**Directive**
Below is a listing; copy all of it exactly.

Object pointing dataset rows
────
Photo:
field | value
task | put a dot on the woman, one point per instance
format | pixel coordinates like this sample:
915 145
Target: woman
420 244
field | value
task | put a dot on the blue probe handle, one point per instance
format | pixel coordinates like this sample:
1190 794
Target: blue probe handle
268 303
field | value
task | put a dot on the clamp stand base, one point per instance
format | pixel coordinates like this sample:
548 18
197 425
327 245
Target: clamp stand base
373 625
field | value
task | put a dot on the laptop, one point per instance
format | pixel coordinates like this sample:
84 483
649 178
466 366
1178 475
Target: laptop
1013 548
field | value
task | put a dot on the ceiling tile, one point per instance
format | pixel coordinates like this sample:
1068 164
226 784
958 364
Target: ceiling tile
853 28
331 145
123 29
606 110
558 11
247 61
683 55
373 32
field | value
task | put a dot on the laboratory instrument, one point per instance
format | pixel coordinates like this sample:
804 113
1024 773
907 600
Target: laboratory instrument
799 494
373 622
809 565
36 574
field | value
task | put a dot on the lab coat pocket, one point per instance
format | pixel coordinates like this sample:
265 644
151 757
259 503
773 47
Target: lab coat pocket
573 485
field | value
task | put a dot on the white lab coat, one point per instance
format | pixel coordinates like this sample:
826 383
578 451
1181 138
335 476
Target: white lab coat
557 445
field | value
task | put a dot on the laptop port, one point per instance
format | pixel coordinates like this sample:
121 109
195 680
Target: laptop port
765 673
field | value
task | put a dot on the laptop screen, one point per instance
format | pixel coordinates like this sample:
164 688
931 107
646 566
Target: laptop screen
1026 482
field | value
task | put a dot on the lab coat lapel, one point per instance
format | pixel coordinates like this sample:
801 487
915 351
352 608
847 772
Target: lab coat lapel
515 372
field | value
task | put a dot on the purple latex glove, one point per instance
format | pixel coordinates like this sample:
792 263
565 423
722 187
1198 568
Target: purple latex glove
────
**Exercise solution**
Photo:
field | value
task | put a dot on the woman, one point per instance
format | pixel coordinates like this sample:
915 145
Target: woman
420 244
field | value
task | put a dot on the blue probe handle, one point per instance
format | pixel coordinates like this sample:
1190 794
Target: blue probe handle
268 303
field | value
task | put a dot on the clamp stand base, one point per instance
format | pixel coordinates like this sample:
548 18
197 425
327 245
Target: clamp stand base
373 625
field | value
task | put a dot on the laptop, one point per instance
format | pixel coordinates like this sample:
84 483
649 178
466 366
1178 475
Target: laptop
1013 548
field | value
task | put a dot on the ceiling tile, one point per instance
format | pixel coordinates like this sample:
1068 164
226 784
958 364
Target: ceiling tile
853 28
331 145
123 29
606 110
558 11
247 61
683 55
373 32
field | value
task | put a dot on the laboratory instrument, one point per instance
format | pixel coordinates like this sample:
804 113
1024 773
907 600
Target: laboratory instrument
799 494
373 622
809 565
36 574
field | value
task | put a dot on the lab coat pocket, one point per instance
format | pixel coordinates like this sample:
265 644
151 757
259 503
773 47
Target: lab coat pocket
573 485
field | value
task | put a dot on the white lab coat, one point per instance
format | pixel coordinates like this sample:
826 383
578 451
1181 138
335 476
Target: white lab coat
557 445
field | value
task | put a dot on the laptop port, one point per instance
format | pixel coordinates like this sample:
121 109
195 680
Target: laptop port
765 673
field | value
task | put a dot on the laptop screen, one point per instance
format | pixel coordinates like this sample:
164 688
931 107
646 566
Target: laptop screen
1026 482
field | value
task | put a dot on the lab coat lapel, one point per instance
format | pixel coordinates like this sample:
801 487
915 351
352 608
847 772
Target: lab coat lapel
515 372
field | value
task | put a dot on the purple latex glove, one point per instance
format | pixel coordinates like this sample:
792 263
565 423
722 187
1198 568
Target: purple latex glove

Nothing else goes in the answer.